• [What to work on]
Omit the images, then repeat the listing exactly.

☆ ☆ ☆

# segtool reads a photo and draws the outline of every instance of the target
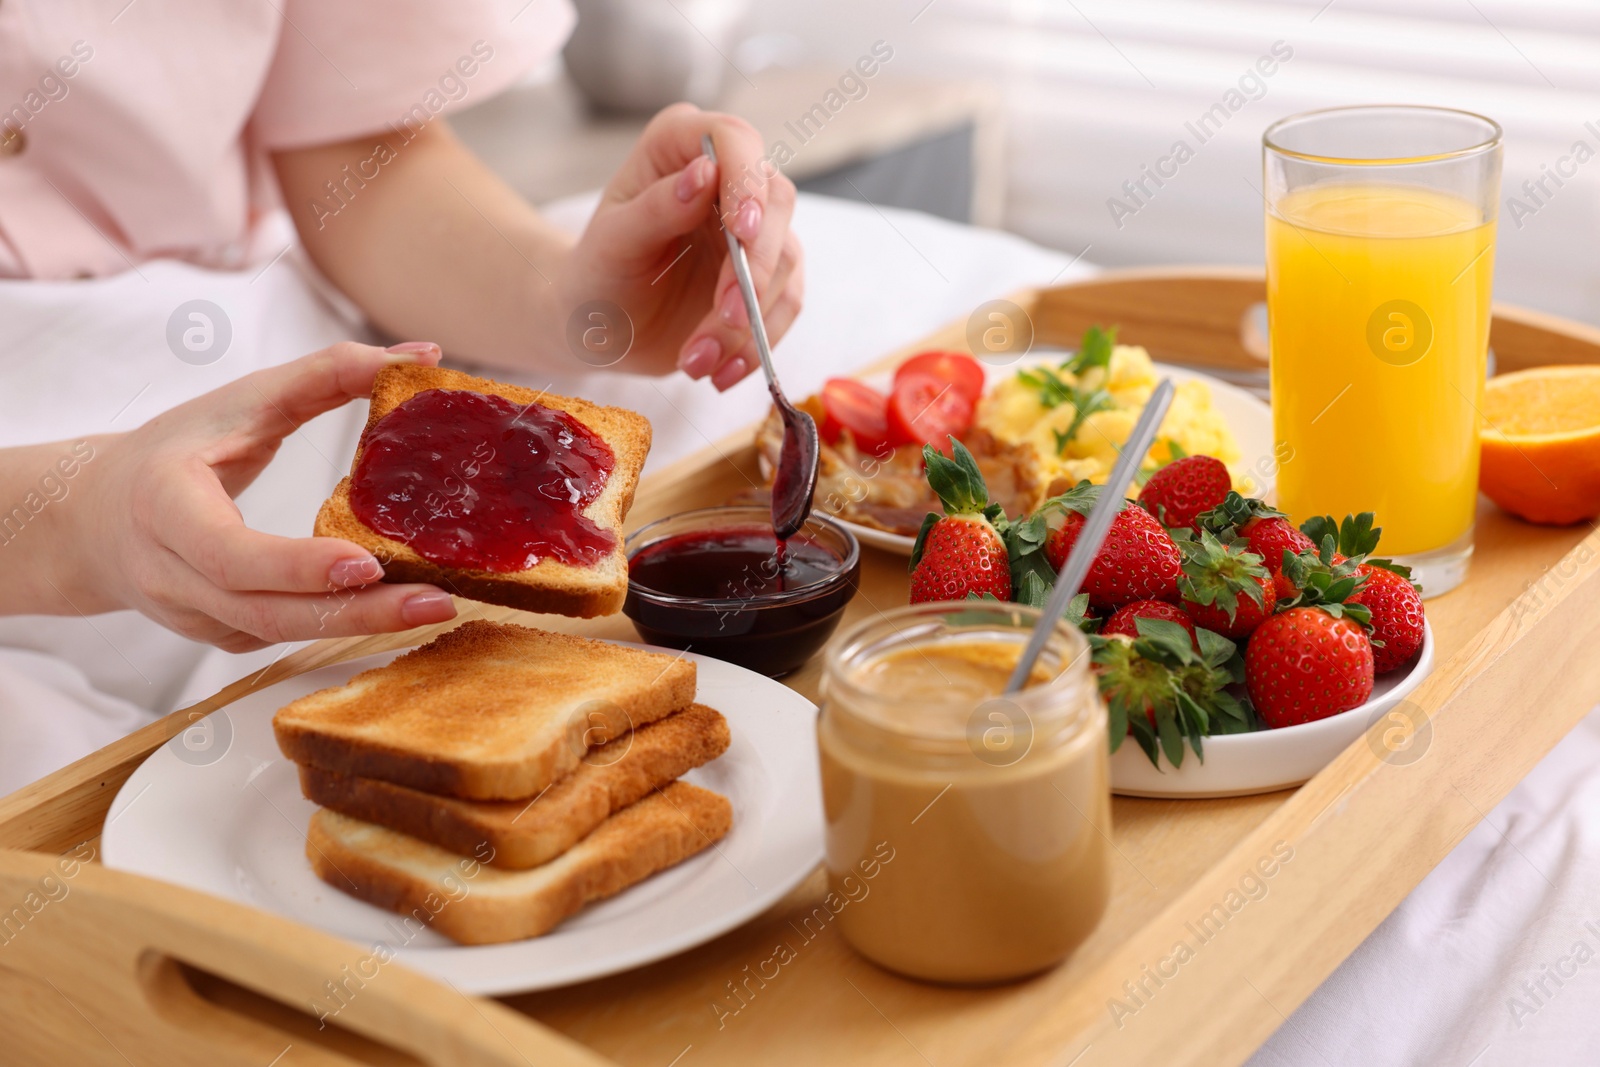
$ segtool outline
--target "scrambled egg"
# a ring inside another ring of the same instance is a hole
[[[1117,345],[1106,366],[1090,367],[1081,375],[1043,369],[1054,381],[1024,370],[996,382],[978,403],[976,424],[1007,444],[1031,445],[1052,493],[1085,478],[1104,482],[1156,387],[1150,354]],[[1075,400],[1087,409],[1081,417]],[[1146,466],[1199,454],[1226,463],[1235,485],[1245,480],[1239,445],[1211,404],[1211,387],[1202,381],[1179,382]]]

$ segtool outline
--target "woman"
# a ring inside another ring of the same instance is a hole
[[[454,614],[303,536],[353,446],[338,409],[385,361],[571,381],[614,358],[598,323],[631,331],[607,373],[727,389],[756,359],[723,222],[769,332],[794,320],[794,188],[745,123],[662,112],[575,241],[451,135],[571,22],[565,0],[0,4],[0,791],[253,665],[195,642]],[[335,343],[372,331],[428,340]]]

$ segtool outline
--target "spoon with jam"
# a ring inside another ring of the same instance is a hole
[[[701,145],[711,162],[717,161],[717,150],[711,144],[711,135],[701,138]],[[761,371],[767,376],[767,390],[772,403],[783,420],[783,448],[778,453],[778,470],[772,478],[772,532],[777,534],[780,552],[782,544],[806,524],[811,514],[811,498],[817,491],[817,460],[821,444],[817,437],[817,424],[799,408],[789,403],[778,384],[778,371],[772,364],[772,349],[767,344],[767,327],[761,318],[761,304],[756,300],[755,283],[750,280],[750,261],[745,258],[744,246],[726,226],[723,236],[728,239],[728,257],[733,261],[733,273],[739,279],[739,292],[744,296],[744,309],[750,316],[750,335],[755,339],[756,352],[761,356]]]

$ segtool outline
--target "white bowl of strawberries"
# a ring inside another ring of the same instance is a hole
[[[952,458],[926,450],[945,514],[918,536],[912,601],[1042,604],[1099,487],[1011,518],[952,445]],[[1374,555],[1380,532],[1370,513],[1297,529],[1234,492],[1210,456],[1152,474],[1112,522],[1069,613],[1091,634],[1113,791],[1284,789],[1385,716],[1414,725],[1400,705],[1432,669],[1433,633],[1405,568]],[[1406,758],[1406,748],[1383,754]]]

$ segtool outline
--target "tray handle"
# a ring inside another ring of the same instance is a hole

☆ ☆ ☆

• [Answer box]
# segtool reads a photo and draws the outline of every instance of the target
$ segtool outline
--target "scrambled egg"
# a ring inside another ring of the same instance is a hole
[[[1117,345],[1106,366],[1090,367],[1081,375],[1043,369],[1054,381],[1024,370],[996,382],[978,403],[976,424],[1007,444],[1031,445],[1052,493],[1085,478],[1104,482],[1156,387],[1150,354]],[[1075,400],[1087,409],[1081,417]],[[1146,466],[1199,454],[1226,463],[1235,485],[1245,480],[1239,445],[1211,404],[1211,387],[1202,381],[1179,382]]]

$ segtool outline
--target "woman"
# a ring inside another ring of the same instance is a hole
[[[454,614],[303,536],[353,446],[338,409],[385,361],[571,381],[614,358],[598,323],[631,331],[607,373],[727,389],[756,359],[723,222],[769,332],[794,320],[794,188],[745,123],[662,112],[575,241],[451,135],[571,22],[565,0],[0,4],[0,791],[253,665],[195,642]],[[335,343],[372,331],[428,340]]]

$ segtool outline
--target "spoon with jam"
# a ring inside another ring of the same instance is a hole
[[[701,145],[711,162],[717,161],[717,150],[711,144],[711,135],[701,138]],[[761,371],[767,376],[767,390],[772,403],[783,420],[783,448],[778,453],[778,470],[772,478],[772,532],[777,534],[780,552],[782,544],[806,524],[811,514],[811,498],[817,491],[817,460],[821,444],[817,437],[817,424],[799,408],[789,403],[778,384],[778,371],[772,364],[772,349],[767,344],[767,327],[761,318],[761,304],[756,300],[755,283],[750,280],[750,261],[745,258],[744,246],[726,226],[723,236],[728,239],[728,257],[733,261],[733,273],[739,279],[739,292],[744,296],[744,309],[750,316],[750,335],[755,339],[756,352],[761,356]]]

$ segtool outline
--target "white bowl of strawberries"
# a ring inside another ring of the same instance is a hole
[[[952,458],[926,450],[945,514],[918,536],[912,601],[1042,604],[1099,487],[1011,518],[952,445]],[[1374,555],[1380,532],[1370,513],[1297,529],[1234,492],[1210,456],[1152,474],[1112,522],[1069,613],[1091,634],[1113,791],[1284,789],[1385,716],[1414,725],[1400,705],[1432,669],[1433,633],[1405,568]],[[1406,758],[1406,748],[1383,754]]]

$ segtool outline
--target "tray handle"
# a ring inside another ring of the same instance is a hole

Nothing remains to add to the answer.